*INPUT DATA*
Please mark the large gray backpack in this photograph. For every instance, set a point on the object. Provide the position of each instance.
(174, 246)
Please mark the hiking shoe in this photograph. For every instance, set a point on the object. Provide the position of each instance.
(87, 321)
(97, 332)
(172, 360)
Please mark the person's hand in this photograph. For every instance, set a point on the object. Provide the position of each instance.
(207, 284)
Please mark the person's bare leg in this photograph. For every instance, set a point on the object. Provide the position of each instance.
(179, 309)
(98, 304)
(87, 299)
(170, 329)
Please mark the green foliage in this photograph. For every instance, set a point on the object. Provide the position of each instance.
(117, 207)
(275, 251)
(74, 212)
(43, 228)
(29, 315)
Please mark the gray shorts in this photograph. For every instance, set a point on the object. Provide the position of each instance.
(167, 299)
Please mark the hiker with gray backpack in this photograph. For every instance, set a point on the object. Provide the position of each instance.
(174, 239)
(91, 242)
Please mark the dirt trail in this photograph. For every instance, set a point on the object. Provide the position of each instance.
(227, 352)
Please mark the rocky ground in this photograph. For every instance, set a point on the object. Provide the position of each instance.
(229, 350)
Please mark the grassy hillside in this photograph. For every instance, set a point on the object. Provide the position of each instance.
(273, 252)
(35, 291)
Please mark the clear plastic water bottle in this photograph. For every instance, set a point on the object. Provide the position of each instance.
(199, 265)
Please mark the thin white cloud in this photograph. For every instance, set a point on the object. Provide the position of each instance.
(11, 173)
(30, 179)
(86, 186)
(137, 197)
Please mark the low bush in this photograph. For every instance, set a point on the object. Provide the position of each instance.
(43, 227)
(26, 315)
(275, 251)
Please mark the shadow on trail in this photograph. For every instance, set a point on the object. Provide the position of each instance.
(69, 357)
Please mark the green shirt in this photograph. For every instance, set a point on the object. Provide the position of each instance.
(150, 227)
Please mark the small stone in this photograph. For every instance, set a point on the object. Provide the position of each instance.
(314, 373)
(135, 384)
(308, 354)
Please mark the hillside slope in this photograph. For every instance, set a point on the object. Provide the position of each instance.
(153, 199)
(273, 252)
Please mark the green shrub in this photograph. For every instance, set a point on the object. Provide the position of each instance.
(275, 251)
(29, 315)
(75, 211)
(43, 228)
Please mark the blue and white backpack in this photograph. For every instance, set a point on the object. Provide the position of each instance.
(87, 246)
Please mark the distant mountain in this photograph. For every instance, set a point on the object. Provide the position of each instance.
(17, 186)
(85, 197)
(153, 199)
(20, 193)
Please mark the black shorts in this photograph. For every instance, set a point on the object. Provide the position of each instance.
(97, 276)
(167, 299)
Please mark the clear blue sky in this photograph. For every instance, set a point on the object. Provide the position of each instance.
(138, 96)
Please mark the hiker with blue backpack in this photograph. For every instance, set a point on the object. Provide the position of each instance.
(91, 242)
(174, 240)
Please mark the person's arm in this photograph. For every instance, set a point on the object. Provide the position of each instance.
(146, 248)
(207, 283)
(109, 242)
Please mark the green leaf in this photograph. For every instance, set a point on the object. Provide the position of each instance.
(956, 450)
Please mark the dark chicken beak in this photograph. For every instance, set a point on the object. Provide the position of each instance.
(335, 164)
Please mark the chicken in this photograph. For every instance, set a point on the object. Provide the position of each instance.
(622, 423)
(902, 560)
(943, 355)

*PROBLEM TO SOLVE*
Your answer must be the line holding "Please mark the blue" plus every later line to the end of the records, copied exactly.

*REPLY TO THE TASK*
Please mark the blue and white backpack in this photograph. For every instance, set a point on the object. Provide the position of each instance.
(87, 246)
Please mark the distant mountain in this photograph. For every instance, set a point on the object. Provide the position of each instance.
(17, 186)
(85, 197)
(153, 199)
(20, 193)
Please mark the black shorts in this photograph. For every instance, set a point on the object. Provide the position of each instance.
(97, 276)
(167, 299)
Please mark the clear blue sky in this photograph. For every instance, set a point on the object. Provide the position of each instance.
(138, 96)
Please mark the hiker with blue backpack in this photograph. For every instance, set a point on the object. Provide the position of each instance.
(91, 242)
(174, 240)
Please mark the person's arm in this photograph. For every instance, set a point on the object. Provide the position of each instance.
(146, 248)
(207, 283)
(109, 242)
Please mark the green leaf in this photograph. For every instance, set a point on the object. Provide the position of each instance.
(956, 450)
Please mark the dark chicken beak in this photograph. For every instance, set a point on the object. Provide the position of each instance.
(335, 164)
Please mark the chicken in this photograph. For every instance, set a point on the object. Provide the position of each instance.
(622, 423)
(902, 560)
(943, 355)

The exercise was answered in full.